WHAT THIS EXERCISE ASKS:
1. Reproduce the passage on knowing your data between "- How others" and "are monetary, etc.)", inclusive.
2. Carry on the SQL lesson headed "Know Your Data" from its last sentence.

EXCERPT TO READ:
● ● ●
42. Know Your Data
To put it bluntly, there is no substitute for detailed knowledge of the data you are querying. This knowledge is the foundation on which you will build your entire coding practice. I take a maximalist view of what this means. If you are routinely using SQL to answer questions, solve problems, or make decisions, you have to know:
- The relationships present in your data – How the tables relate to one another, how the fields within those tables relate to each other and to other tables.
- The flow of your data – How does data enter your database/system? When, where, and why is it updated, transformed, merged, and deleted? When you hand the data off to others, what are they using it for and which systems does it become a part of?
- How others use the data – Which decisions, programs, campaigns, and efforts rely on this data? Which pieces of the data are most important to the various people and teams that rely on it?
- Which real-world entities are modeled by my data – Transactions, accounts, donors, source codes, contact information: all of these are real-world entities that are in some sense tangible. What do they mean? How do they relate (e.g. donors have accounts, accounts have transactions, transactions are monetary, etc.)
To the extent that I have been successful in my career, it is because I have worked hard to answer these questions and understand these relationships. My number 1 piece of advice for anyone looking to build a career around writing SQL for nonprofit fundraising is: SQL is easy, fundraising is hard. Learn fundraising first and use SQL to explore it and deepen your understanding.
How to Learn
Learning about the nuts and bolts of your data can be done with SQL itself. A great way to explore your data is just to select
a bunch of it and have a look. I'm going to introduce two things we haven't covered yet that will be helpful: limit
and order by random()
.
Look at a few rows
The limit
clause comes at the end of an SQL query and limits the number of rows returned by the database when your query is executed. We will cover some cases where it's useful later on, but right now its purpose is simple: we want to have a look at some of the data in our tables but we don't want to look at all of the rows.
● ● ●
RECORDS SUPPLIED:
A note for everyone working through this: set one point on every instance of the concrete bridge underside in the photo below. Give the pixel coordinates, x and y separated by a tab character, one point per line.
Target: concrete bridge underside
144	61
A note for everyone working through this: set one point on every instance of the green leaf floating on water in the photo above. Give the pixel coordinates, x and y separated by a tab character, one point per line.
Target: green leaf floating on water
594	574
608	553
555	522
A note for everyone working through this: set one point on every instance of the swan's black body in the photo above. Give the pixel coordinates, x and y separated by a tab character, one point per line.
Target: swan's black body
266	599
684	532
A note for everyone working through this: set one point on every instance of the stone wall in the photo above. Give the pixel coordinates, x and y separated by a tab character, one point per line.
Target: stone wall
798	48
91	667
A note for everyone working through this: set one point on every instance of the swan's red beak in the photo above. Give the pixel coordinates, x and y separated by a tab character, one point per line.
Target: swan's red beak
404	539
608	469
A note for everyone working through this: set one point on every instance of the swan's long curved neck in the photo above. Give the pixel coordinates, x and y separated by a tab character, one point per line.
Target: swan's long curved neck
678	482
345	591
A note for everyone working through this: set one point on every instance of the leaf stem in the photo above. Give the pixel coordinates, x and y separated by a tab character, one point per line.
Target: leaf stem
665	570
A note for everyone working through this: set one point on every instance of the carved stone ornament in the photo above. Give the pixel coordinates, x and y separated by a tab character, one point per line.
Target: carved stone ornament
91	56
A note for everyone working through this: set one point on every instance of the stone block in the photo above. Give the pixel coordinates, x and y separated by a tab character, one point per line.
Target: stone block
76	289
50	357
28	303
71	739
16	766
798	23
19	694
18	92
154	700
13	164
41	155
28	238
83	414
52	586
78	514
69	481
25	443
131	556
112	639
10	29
● ● ●
RESULTS FOR THE EXERCISE:
1.
- How others use the data – Which decisions, programs, campaigns, and efforts rely on this data? Which pieces of the data are most important to the various people and teams that rely on it?
- Which real-world entities are modeled by my data – Transactions, accounts, donors, source codes, contact information: all of these are real-world entities that are in some sense tangible. What do they mean? How do they relate (e.g. donors have accounts, accounts have transactions, transactions are monetary, etc.)

2.
For example, let's say we want to have a look at the data in our transactions
table. It's got thousands of rows in it though, and we don't want to waste database resources selecting them all, because there's no way we are going to look at that many manually. We only want to look at 5 rows to get a feel for the data that's stored in this table. We can use limit
to do this:
The limit
clause always comes at the very end of your query, after everything else. The database will execute your entire query including all of its logic, but will only stream the number of rows to your results that you specified in your limit
clause.
Note: In SQL Server (used by Raiser's Edge and EveryAction Pipeline), the limit
keyword does not exist. Instead, it uses select top N
syntax, like this:
select
top 5 *
from transactions
Look at random rows
Each database makes different choices about the order in which to return data. There is no guarantee that if you execute the limit
example above that you will always get the same 5 rows (but you probably will), and sometimes data is returned in some kind of specific order (e.g., the first 5 rows with the lowest value for the primary key).
When we're trying to explore data, this behavior can be undesirable. For example, the 5 rows returned may all be very old or very recent transactions that are not representative of the data in the table more generally. In order to ensure we're getting a sampling of data from the database, we can ask the database to sort the data randomly and then use limit
to get only a small number of rows. Here's what that looks like:
If you refresh the page, you'll repeatedly see 5 different random transactions in this listing (clicking "Submit" over and over won't do it for technical reasons related to this site's design). This ensures that we're looking at a random sampling of the data in our transactions
table, rather than transactions returned in some arbitrary order known only to the query engine.
The syntax for randomly ordering results differs by database dialect. The table below gives the syntax for several popular databases:
Additional tips for exploring the relationships present in your data can be found in Chapter 26.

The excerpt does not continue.